__What you should do__:
Exactly as written, reproduce the lines from the one that contains "Query: baby's face" through the end of the records.

__Information given__:
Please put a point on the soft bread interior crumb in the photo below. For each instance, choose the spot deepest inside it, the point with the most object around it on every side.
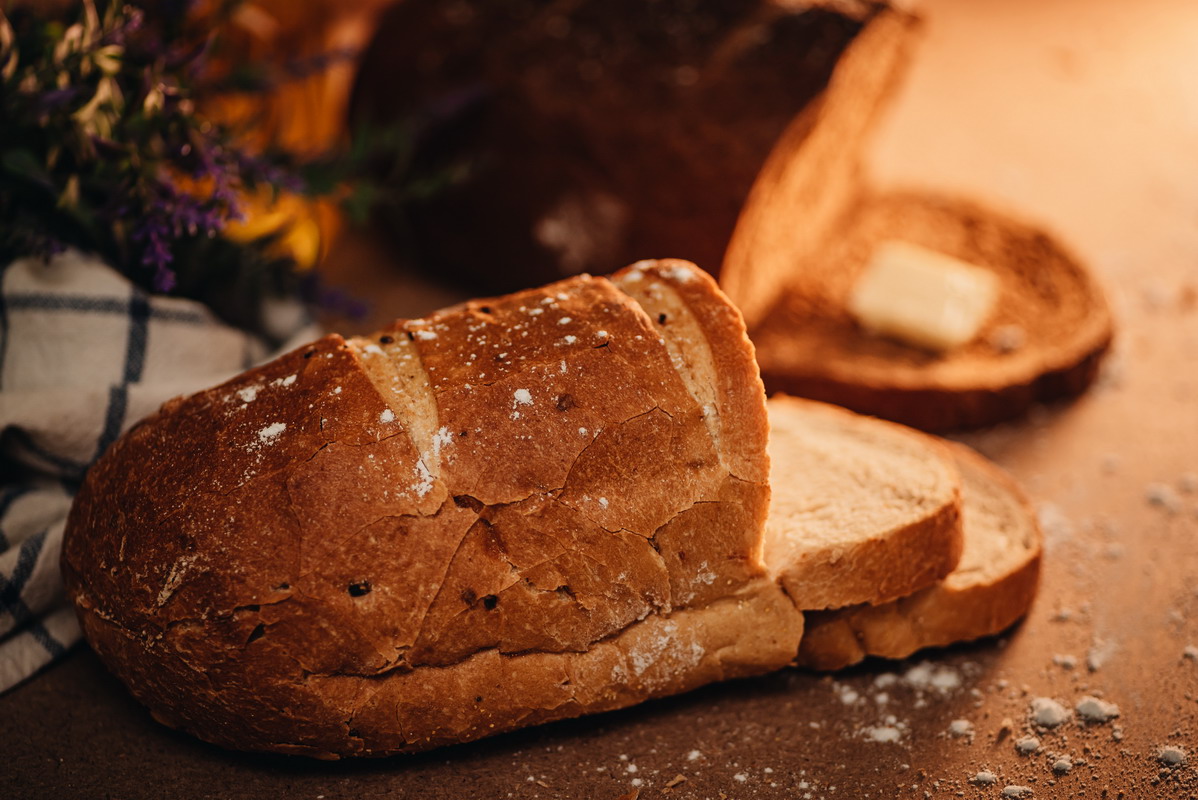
(839, 480)
(999, 532)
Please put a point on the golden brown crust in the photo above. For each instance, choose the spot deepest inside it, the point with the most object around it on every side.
(1050, 305)
(303, 559)
(964, 606)
(814, 169)
(911, 545)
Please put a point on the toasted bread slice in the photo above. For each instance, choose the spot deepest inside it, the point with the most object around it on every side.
(992, 587)
(861, 510)
(1045, 339)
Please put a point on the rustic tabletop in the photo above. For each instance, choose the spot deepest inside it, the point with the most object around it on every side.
(1078, 114)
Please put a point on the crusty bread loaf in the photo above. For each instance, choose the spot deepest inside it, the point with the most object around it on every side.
(863, 510)
(992, 587)
(1045, 340)
(512, 511)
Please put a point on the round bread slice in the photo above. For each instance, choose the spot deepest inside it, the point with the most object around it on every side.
(992, 587)
(863, 510)
(1045, 339)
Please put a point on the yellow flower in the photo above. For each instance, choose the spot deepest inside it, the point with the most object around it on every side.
(303, 228)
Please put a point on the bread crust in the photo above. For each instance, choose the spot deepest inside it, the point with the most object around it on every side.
(960, 608)
(304, 561)
(810, 346)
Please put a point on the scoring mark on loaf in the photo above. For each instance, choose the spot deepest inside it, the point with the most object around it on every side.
(690, 353)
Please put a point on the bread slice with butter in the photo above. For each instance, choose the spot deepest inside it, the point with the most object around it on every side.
(991, 588)
(1045, 338)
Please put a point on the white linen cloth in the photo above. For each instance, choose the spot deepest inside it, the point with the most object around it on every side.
(84, 355)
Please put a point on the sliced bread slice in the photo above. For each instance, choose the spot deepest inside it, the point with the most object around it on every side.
(863, 510)
(992, 587)
(1045, 339)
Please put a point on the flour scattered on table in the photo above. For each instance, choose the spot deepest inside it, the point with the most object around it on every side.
(1100, 653)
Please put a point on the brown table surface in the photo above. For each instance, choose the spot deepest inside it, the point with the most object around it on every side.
(1082, 114)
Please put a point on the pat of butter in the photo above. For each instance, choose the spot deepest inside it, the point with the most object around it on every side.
(921, 297)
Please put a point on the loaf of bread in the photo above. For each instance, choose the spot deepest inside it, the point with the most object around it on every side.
(512, 511)
(515, 510)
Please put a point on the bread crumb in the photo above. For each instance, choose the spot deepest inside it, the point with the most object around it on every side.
(1027, 745)
(883, 733)
(958, 728)
(1091, 709)
(271, 431)
(1099, 653)
(1171, 756)
(1054, 523)
(1047, 713)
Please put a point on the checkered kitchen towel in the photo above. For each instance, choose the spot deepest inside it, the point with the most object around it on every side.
(84, 355)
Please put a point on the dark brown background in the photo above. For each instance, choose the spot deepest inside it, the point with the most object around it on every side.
(1082, 114)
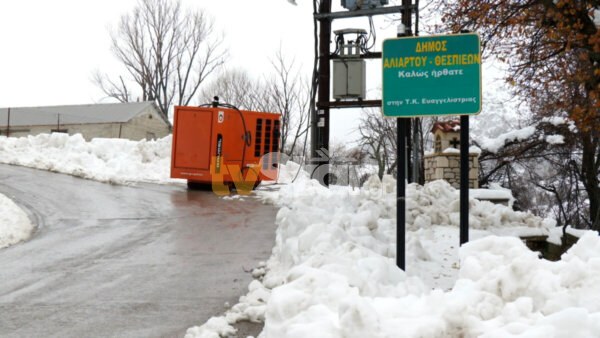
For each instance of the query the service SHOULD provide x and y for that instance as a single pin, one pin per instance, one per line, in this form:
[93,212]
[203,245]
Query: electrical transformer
[349,71]
[353,5]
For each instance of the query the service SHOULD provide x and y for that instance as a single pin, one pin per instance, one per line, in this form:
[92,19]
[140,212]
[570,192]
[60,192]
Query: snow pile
[14,223]
[333,271]
[106,160]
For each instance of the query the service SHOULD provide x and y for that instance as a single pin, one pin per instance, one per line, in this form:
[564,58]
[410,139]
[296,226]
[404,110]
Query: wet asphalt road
[120,261]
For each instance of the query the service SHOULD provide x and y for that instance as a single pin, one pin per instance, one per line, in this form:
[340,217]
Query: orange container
[219,146]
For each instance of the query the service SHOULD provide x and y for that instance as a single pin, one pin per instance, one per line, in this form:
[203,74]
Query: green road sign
[433,75]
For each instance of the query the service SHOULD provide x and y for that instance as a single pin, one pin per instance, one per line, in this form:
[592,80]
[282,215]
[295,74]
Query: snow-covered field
[332,271]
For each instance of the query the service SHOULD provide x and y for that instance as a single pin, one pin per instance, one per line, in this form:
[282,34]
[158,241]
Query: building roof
[74,114]
[446,126]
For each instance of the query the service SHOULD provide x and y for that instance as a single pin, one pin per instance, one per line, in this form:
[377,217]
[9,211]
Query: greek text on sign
[431,76]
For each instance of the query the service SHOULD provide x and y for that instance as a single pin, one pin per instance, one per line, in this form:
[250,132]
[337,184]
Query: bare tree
[378,138]
[290,95]
[237,87]
[285,91]
[168,52]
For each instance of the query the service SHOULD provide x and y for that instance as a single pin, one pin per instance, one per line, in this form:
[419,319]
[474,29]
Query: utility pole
[320,124]
[8,124]
[403,133]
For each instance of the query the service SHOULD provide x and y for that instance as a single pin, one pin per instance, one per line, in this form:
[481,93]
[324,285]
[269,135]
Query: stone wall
[446,166]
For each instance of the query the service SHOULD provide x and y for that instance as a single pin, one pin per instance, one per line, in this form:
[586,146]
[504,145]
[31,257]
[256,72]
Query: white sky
[50,49]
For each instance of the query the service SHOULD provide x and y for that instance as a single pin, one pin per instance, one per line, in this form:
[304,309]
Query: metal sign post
[431,76]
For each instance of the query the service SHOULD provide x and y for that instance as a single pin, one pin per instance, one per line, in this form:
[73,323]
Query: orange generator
[223,147]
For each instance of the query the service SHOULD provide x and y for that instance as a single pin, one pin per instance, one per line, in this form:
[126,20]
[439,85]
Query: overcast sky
[50,49]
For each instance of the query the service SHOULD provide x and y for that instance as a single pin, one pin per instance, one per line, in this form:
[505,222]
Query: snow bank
[14,223]
[106,160]
[333,271]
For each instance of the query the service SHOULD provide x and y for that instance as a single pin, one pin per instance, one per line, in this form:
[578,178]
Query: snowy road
[118,261]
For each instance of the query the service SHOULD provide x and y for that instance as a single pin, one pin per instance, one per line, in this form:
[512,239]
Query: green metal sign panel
[431,76]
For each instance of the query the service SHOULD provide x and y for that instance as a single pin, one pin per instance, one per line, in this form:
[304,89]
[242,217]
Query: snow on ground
[106,160]
[332,271]
[14,223]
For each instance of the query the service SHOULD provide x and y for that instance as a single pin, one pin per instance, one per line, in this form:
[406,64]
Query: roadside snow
[106,160]
[14,223]
[333,271]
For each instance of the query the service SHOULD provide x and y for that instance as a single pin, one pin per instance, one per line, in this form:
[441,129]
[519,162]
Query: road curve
[124,261]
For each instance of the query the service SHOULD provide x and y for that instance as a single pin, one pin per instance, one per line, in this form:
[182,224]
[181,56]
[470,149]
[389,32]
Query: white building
[134,121]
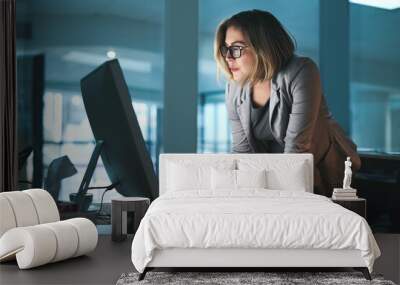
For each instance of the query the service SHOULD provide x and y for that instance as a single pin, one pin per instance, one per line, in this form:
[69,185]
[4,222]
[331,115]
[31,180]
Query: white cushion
[251,178]
[23,208]
[185,175]
[7,218]
[282,174]
[237,179]
[45,205]
[34,244]
[223,179]
[40,244]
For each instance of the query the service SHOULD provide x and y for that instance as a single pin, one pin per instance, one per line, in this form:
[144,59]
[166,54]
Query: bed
[246,211]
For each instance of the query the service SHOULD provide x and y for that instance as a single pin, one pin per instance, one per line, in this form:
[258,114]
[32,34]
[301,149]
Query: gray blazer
[299,119]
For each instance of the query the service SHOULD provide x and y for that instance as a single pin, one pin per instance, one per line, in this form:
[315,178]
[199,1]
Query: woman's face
[240,67]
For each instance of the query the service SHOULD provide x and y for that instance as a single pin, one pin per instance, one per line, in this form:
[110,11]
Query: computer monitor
[117,133]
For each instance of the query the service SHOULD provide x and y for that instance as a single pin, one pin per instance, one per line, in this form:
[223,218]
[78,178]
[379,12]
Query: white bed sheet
[251,218]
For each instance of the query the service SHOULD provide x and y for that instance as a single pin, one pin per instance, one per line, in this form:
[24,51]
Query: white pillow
[237,179]
[281,174]
[187,175]
[251,178]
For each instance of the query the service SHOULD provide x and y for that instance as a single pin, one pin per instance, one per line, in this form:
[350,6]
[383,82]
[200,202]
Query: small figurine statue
[347,174]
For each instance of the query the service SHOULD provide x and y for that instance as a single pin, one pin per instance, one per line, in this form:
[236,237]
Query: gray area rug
[230,278]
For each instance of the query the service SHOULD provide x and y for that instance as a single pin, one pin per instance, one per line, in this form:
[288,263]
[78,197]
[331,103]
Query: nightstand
[119,210]
[358,206]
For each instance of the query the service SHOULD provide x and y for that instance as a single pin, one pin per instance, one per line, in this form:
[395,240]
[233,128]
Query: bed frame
[246,258]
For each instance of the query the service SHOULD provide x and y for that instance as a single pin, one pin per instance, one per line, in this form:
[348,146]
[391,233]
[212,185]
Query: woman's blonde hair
[266,38]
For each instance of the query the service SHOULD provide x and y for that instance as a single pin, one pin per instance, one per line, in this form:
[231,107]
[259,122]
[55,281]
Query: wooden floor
[103,266]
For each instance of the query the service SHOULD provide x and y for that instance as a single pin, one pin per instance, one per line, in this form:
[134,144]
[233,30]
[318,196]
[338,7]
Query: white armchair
[31,230]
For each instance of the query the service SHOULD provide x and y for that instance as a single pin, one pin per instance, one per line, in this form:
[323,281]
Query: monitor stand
[83,188]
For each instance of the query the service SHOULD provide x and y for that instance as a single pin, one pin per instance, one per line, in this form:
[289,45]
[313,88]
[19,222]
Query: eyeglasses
[234,51]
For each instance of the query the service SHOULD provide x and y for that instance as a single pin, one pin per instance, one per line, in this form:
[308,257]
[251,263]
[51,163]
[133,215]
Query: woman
[274,98]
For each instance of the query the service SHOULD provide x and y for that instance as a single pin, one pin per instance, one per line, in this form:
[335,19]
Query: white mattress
[252,219]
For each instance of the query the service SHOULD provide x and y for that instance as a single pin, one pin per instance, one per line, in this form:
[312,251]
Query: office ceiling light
[111,54]
[383,4]
[97,59]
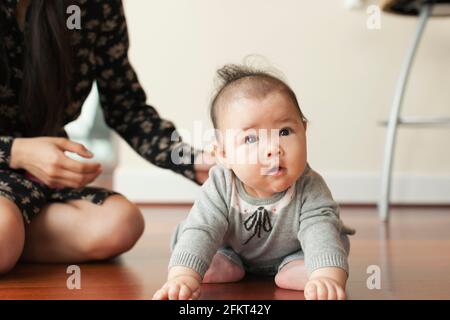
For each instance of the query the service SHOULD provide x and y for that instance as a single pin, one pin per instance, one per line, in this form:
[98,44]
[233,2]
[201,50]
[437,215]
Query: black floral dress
[101,55]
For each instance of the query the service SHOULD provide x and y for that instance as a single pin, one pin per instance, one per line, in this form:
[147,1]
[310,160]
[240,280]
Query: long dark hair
[47,67]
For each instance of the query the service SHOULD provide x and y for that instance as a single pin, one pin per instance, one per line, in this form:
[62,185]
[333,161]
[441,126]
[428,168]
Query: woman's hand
[45,159]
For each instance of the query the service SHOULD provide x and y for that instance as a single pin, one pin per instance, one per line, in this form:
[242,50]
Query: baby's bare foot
[223,270]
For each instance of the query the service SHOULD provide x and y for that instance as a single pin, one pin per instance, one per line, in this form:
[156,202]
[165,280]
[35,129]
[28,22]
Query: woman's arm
[5,151]
[124,102]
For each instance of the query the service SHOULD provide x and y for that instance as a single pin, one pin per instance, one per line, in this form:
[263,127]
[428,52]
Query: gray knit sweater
[261,231]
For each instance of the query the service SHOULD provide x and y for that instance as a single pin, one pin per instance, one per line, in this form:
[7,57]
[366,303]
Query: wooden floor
[413,253]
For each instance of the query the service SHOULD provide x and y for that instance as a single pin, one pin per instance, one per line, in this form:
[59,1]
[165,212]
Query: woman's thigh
[79,230]
[12,234]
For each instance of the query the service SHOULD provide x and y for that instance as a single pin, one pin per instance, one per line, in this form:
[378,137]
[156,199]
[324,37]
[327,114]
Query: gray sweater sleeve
[320,226]
[204,229]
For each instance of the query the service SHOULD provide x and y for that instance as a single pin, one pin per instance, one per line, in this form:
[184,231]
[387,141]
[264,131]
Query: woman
[47,213]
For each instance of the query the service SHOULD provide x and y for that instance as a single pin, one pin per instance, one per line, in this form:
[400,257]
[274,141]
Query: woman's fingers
[78,166]
[67,145]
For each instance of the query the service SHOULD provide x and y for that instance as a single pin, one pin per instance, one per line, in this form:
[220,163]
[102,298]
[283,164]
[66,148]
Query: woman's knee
[12,235]
[119,224]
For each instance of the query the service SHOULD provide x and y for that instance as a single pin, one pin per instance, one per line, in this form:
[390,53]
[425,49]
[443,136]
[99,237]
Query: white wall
[344,75]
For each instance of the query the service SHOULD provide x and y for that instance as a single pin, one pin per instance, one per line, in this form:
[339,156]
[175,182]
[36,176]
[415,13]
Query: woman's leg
[79,231]
[12,235]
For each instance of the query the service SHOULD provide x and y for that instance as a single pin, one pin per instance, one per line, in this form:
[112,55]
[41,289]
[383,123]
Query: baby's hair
[255,83]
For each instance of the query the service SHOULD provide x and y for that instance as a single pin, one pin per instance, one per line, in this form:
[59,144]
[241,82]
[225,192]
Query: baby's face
[264,142]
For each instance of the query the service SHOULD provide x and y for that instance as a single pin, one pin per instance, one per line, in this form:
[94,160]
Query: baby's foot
[223,270]
[292,276]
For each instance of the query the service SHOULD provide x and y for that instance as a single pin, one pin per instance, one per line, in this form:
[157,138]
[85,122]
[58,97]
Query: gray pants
[271,268]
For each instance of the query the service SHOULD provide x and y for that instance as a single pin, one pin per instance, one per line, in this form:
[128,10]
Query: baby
[263,210]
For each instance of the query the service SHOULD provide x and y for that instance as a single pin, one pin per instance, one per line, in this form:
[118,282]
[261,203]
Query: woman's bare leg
[12,235]
[79,231]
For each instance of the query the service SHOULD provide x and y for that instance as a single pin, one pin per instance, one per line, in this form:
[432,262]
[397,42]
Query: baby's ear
[219,153]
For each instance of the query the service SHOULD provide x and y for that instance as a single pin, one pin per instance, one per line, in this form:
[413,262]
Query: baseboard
[163,186]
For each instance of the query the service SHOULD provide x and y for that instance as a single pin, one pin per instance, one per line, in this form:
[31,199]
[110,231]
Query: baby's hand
[323,288]
[179,288]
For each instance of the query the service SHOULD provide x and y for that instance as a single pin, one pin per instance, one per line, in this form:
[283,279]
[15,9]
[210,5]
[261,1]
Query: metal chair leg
[386,177]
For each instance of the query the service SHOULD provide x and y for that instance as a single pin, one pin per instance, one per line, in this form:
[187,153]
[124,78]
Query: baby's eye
[285,131]
[251,139]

__Completed task__:
Query: baby's face
[264,142]
For each instance of the query the service SHOULD provide x and y for that instance as a single pin, one pin per instance, one per line, in this form:
[94,160]
Query: baby's foot
[223,270]
[292,276]
For each instance of the query the service SHOULD provide x and y for that instance as a single pin, one pin per instance, one per line, in this form:
[157,138]
[85,122]
[58,97]
Query: gray pants
[271,268]
For each instance of the query the service SHOULD provide x and y for that instance as a single pin, one pin per instance, one per line, in this form:
[128,10]
Query: baby
[263,210]
For each instance of the query the service SHOULD provide x and y for that instance as a single pin, one pin per instance, one per line, in this form:
[118,282]
[261,203]
Query: woman's bare leg
[12,235]
[79,231]
For each instance of the query the service SHOULD provide x and y for that instance as a single pin, one pin per instance, one per line, in this form:
[432,262]
[397,42]
Query: baby's ear
[219,153]
For each instance of the query the service SHOULD provide x and y for that instance as a single pin, one pin per instance, one per line, in this form:
[413,262]
Query: baseboard
[163,186]
For each instance of the query the service SHOULD provide x and y for that instance as a single pin, one pin per instance, one per line, in this form:
[31,199]
[110,231]
Query: baby's hand
[323,288]
[179,288]
For each instance of the query the service SHOULD provide x and y for that instance as a single pin, one pin per instance, one per line, in this form:
[283,279]
[15,9]
[210,5]
[261,1]
Query: metal chair leg
[386,177]
For each instance of the query the service SHOULD provide x and y for that instance as a single pin, one pin per instance, one per line, in this form:
[187,153]
[124,78]
Query: baby's eye
[285,131]
[251,139]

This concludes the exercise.